▶ **Исходный отрывок**:
------------------------------------------------------------------------

В самом обобщенном смысле случай моральной удачи — это ситуация, когда удача (то есть факторы, не зависящие от контроля агента над ситуацией) имеет моральное значение. Чтобы понять, как это возможно, рассмотрим два парадигмальных примера, а после перейдем к четырем видам удачи, выделяемым Нагелем.
Гоген и удача жизненных проектов
Вводя термин «моральная удача», Уильямс сосредотачивается на обосновании принципиальной чувствительности моральной жизни к удаче. Для этого он обращает внимание на то, как удача способна приводить к изменениям субъективной моральной оценки собственных действий человеком.
Парадигмальным примером такой ситуации становится случай Гогена, который принимает решение бросить семью, чтобы стать великим художником. Уильямс замечает, что успех таких жизненных проектов будет напрямую влиять на то, как человек будет осмыслять поступки, которые он совершил для реализации своего плана. Если Гоген всё-таки станет великим художником, то он хотя бы в какой-то степени сможет оправдать для себя (а может и для других) факт того, что он бросил семью. Если не станет, то у него возникнут дополнительные резоны, чтобы винить себя за изначальный поступок. Важный момент здесь в том, что успех реализации больших жизненных проектов зависит от неподконтрольных моральному агенту факторов. Как бы Гоген не старался стать великим художником для этого ему нужно что-то большее, чем только собственные усилия — удачные обстоятельства.

------------------------------------------------------------------------

▶ **Задание**:
Напишите, что идет дальше в отрывке о моральной удаче. Начните сразу после его последнего предложения.

------------------------------------------------------------------------

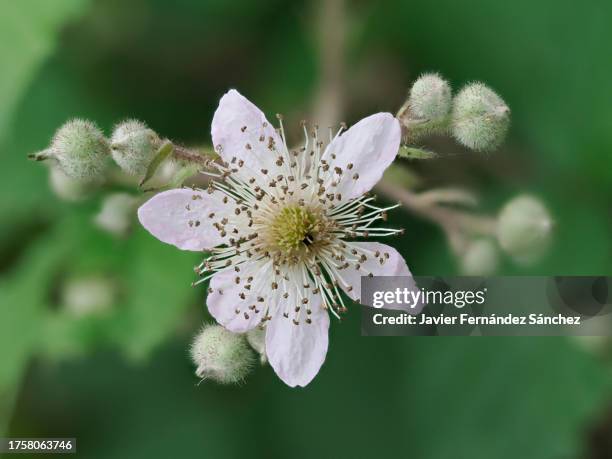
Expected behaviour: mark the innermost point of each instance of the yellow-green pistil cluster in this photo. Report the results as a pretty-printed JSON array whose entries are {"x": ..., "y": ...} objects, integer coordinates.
[{"x": 295, "y": 230}]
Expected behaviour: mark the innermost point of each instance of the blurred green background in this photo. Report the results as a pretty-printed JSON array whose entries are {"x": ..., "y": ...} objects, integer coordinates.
[{"x": 121, "y": 381}]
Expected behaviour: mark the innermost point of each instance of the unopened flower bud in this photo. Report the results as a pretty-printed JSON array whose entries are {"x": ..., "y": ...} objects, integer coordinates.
[
  {"x": 257, "y": 339},
  {"x": 68, "y": 188},
  {"x": 480, "y": 259},
  {"x": 80, "y": 149},
  {"x": 117, "y": 214},
  {"x": 430, "y": 97},
  {"x": 221, "y": 355},
  {"x": 134, "y": 146},
  {"x": 89, "y": 295},
  {"x": 524, "y": 229},
  {"x": 480, "y": 118}
]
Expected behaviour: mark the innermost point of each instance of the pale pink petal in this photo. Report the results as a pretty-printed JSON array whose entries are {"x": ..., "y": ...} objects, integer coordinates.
[
  {"x": 245, "y": 139},
  {"x": 182, "y": 217},
  {"x": 296, "y": 352},
  {"x": 393, "y": 264},
  {"x": 362, "y": 153},
  {"x": 238, "y": 300}
]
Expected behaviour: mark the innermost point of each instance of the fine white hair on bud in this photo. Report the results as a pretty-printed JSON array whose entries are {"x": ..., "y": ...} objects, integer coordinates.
[
  {"x": 80, "y": 149},
  {"x": 481, "y": 258},
  {"x": 480, "y": 118},
  {"x": 117, "y": 214},
  {"x": 134, "y": 146},
  {"x": 256, "y": 337},
  {"x": 221, "y": 355},
  {"x": 430, "y": 97},
  {"x": 524, "y": 229}
]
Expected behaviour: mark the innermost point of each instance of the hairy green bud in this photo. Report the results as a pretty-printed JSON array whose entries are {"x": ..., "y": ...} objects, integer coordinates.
[
  {"x": 430, "y": 97},
  {"x": 221, "y": 355},
  {"x": 80, "y": 149},
  {"x": 134, "y": 146},
  {"x": 480, "y": 259},
  {"x": 524, "y": 229},
  {"x": 480, "y": 118}
]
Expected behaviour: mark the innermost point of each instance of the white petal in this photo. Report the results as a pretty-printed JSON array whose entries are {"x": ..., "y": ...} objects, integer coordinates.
[
  {"x": 181, "y": 217},
  {"x": 370, "y": 146},
  {"x": 227, "y": 306},
  {"x": 296, "y": 352},
  {"x": 241, "y": 132},
  {"x": 395, "y": 265}
]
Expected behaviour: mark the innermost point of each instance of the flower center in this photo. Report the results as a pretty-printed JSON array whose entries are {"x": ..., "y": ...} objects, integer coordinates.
[
  {"x": 295, "y": 228},
  {"x": 297, "y": 232}
]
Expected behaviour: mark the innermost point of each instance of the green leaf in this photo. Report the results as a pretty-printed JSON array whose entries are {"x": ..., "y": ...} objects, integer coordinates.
[
  {"x": 28, "y": 34},
  {"x": 443, "y": 397},
  {"x": 162, "y": 154},
  {"x": 415, "y": 153}
]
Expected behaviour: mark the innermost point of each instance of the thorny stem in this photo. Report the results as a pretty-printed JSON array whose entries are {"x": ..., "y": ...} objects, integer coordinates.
[
  {"x": 457, "y": 224},
  {"x": 190, "y": 156},
  {"x": 329, "y": 108}
]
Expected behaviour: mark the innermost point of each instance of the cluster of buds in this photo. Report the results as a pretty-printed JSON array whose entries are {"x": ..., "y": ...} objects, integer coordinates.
[
  {"x": 81, "y": 151},
  {"x": 476, "y": 116},
  {"x": 81, "y": 157}
]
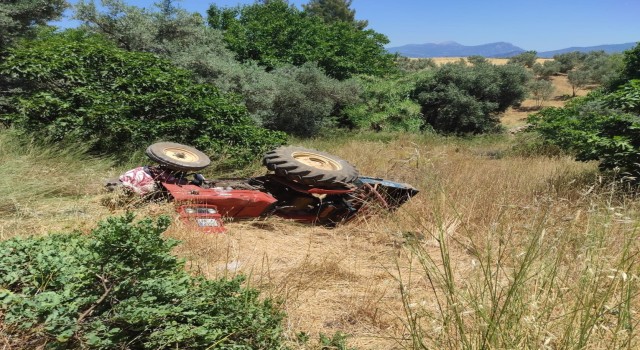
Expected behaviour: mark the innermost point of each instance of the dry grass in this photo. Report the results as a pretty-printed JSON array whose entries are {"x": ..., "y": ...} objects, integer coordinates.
[
  {"x": 443, "y": 60},
  {"x": 497, "y": 251}
]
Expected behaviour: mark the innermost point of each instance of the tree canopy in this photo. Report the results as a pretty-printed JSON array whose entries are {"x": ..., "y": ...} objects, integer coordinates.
[
  {"x": 18, "y": 17},
  {"x": 275, "y": 33},
  {"x": 81, "y": 86},
  {"x": 333, "y": 11}
]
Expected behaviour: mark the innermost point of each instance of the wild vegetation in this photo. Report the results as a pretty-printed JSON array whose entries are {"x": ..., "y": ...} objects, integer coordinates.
[{"x": 526, "y": 240}]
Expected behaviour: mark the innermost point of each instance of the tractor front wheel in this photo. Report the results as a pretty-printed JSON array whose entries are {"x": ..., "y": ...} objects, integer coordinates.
[
  {"x": 177, "y": 156},
  {"x": 310, "y": 167}
]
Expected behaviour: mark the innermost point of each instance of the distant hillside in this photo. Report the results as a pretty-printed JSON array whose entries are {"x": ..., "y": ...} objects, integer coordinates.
[
  {"x": 453, "y": 49},
  {"x": 606, "y": 48},
  {"x": 492, "y": 50}
]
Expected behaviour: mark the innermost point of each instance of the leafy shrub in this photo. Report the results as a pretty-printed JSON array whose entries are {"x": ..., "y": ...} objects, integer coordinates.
[
  {"x": 602, "y": 127},
  {"x": 275, "y": 33},
  {"x": 467, "y": 99},
  {"x": 546, "y": 69},
  {"x": 385, "y": 105},
  {"x": 82, "y": 87},
  {"x": 540, "y": 90},
  {"x": 305, "y": 98},
  {"x": 121, "y": 288},
  {"x": 527, "y": 59}
]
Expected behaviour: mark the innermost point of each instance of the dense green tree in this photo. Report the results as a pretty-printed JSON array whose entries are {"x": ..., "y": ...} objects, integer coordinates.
[
  {"x": 578, "y": 79},
  {"x": 600, "y": 127},
  {"x": 406, "y": 64},
  {"x": 18, "y": 17},
  {"x": 540, "y": 90},
  {"x": 83, "y": 87},
  {"x": 631, "y": 68},
  {"x": 527, "y": 59},
  {"x": 202, "y": 50},
  {"x": 546, "y": 70},
  {"x": 477, "y": 59},
  {"x": 305, "y": 99},
  {"x": 334, "y": 10},
  {"x": 569, "y": 60},
  {"x": 121, "y": 287},
  {"x": 468, "y": 99},
  {"x": 385, "y": 105},
  {"x": 275, "y": 33}
]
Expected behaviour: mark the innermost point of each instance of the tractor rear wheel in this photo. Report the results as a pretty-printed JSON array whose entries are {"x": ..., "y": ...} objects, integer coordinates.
[
  {"x": 310, "y": 167},
  {"x": 177, "y": 156}
]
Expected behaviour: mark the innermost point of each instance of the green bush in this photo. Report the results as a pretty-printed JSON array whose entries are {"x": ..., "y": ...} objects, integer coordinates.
[
  {"x": 275, "y": 33},
  {"x": 462, "y": 99},
  {"x": 120, "y": 287},
  {"x": 526, "y": 59},
  {"x": 385, "y": 105},
  {"x": 601, "y": 127},
  {"x": 305, "y": 99},
  {"x": 79, "y": 86}
]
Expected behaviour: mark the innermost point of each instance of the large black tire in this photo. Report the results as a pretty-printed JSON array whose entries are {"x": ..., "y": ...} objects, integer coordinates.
[
  {"x": 310, "y": 167},
  {"x": 177, "y": 156}
]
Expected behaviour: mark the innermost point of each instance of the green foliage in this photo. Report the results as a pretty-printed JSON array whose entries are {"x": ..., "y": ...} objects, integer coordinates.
[
  {"x": 19, "y": 17},
  {"x": 409, "y": 65},
  {"x": 569, "y": 60},
  {"x": 386, "y": 105},
  {"x": 600, "y": 127},
  {"x": 527, "y": 59},
  {"x": 546, "y": 69},
  {"x": 578, "y": 79},
  {"x": 593, "y": 68},
  {"x": 467, "y": 99},
  {"x": 120, "y": 287},
  {"x": 631, "y": 68},
  {"x": 540, "y": 90},
  {"x": 477, "y": 59},
  {"x": 333, "y": 11},
  {"x": 305, "y": 98},
  {"x": 275, "y": 33},
  {"x": 83, "y": 87}
]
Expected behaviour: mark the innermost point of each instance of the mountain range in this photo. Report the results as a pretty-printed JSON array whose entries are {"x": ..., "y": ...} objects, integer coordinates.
[{"x": 492, "y": 50}]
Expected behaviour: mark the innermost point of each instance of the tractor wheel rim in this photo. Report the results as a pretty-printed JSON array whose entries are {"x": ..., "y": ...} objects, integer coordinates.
[
  {"x": 180, "y": 154},
  {"x": 317, "y": 161}
]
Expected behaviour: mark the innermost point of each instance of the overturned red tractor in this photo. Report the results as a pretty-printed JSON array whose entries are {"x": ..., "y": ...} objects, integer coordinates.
[{"x": 302, "y": 184}]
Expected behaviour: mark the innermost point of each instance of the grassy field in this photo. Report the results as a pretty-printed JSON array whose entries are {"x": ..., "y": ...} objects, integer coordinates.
[{"x": 500, "y": 250}]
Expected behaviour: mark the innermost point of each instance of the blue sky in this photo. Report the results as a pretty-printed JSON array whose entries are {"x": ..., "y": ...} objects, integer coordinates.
[{"x": 540, "y": 25}]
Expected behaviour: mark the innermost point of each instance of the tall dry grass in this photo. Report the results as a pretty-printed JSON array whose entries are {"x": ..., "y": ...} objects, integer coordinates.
[
  {"x": 500, "y": 249},
  {"x": 45, "y": 187},
  {"x": 511, "y": 252}
]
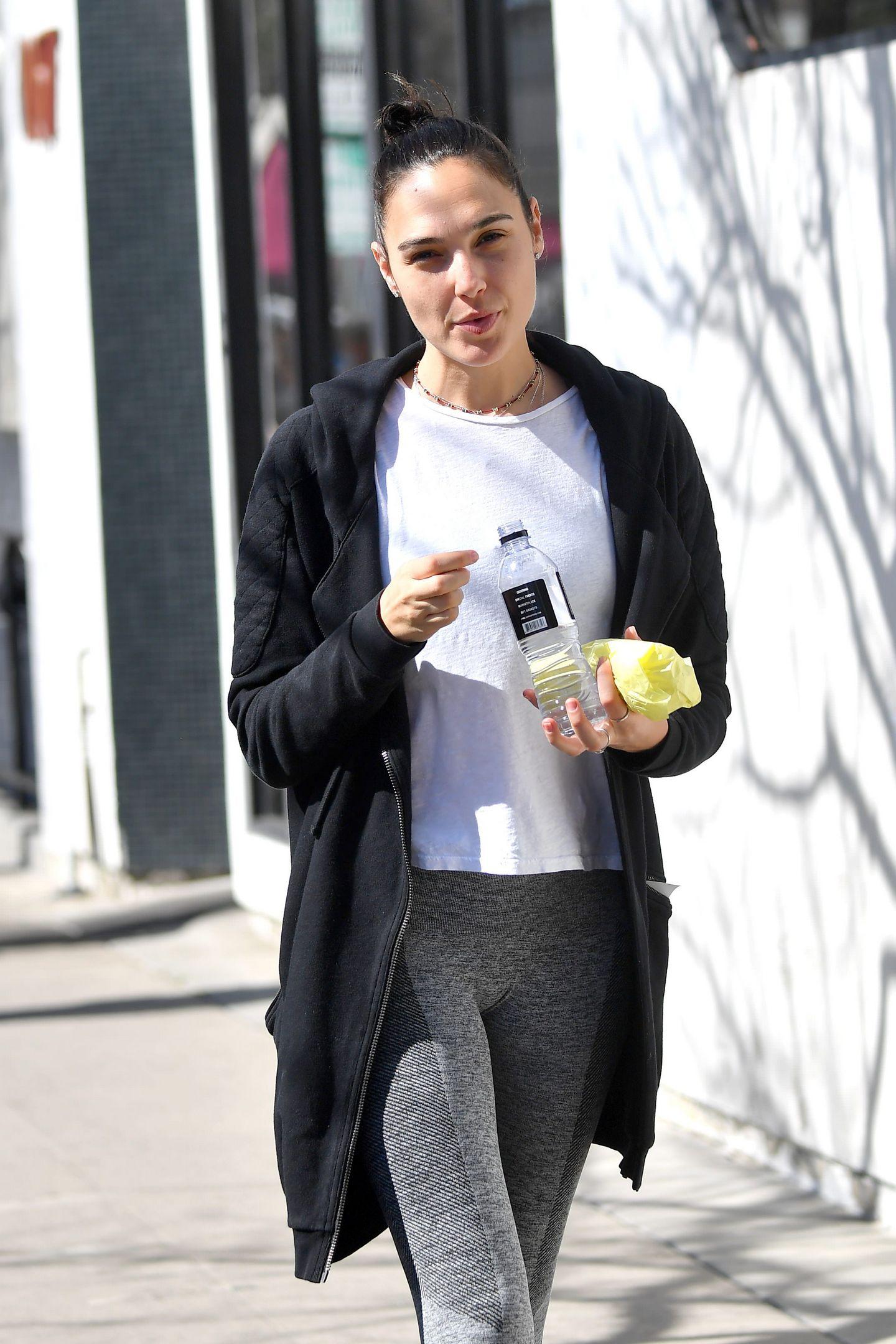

------------------------------------------------------------------------

▶ **Ответ ниже**:
Чтобы отличить моральную удачу от других происшествий Уильямс вводит критерий сожаления деятеля, под которым понимает особый вид раскаяния, когда несомненна каузальная, но не моральная вина человека. То есть, утверждается, что человек действительно совершил нечто аморальное, но не будучи мотивированным потенциальной аморальностью своего действия. Именно это, по Уильямсу, отличает случаи моральной удачи от намеренного нарушения нравственных норм: человек признаёт, что его поступки оказались дурными, но это не то, чего он ожидал, когда совершал их.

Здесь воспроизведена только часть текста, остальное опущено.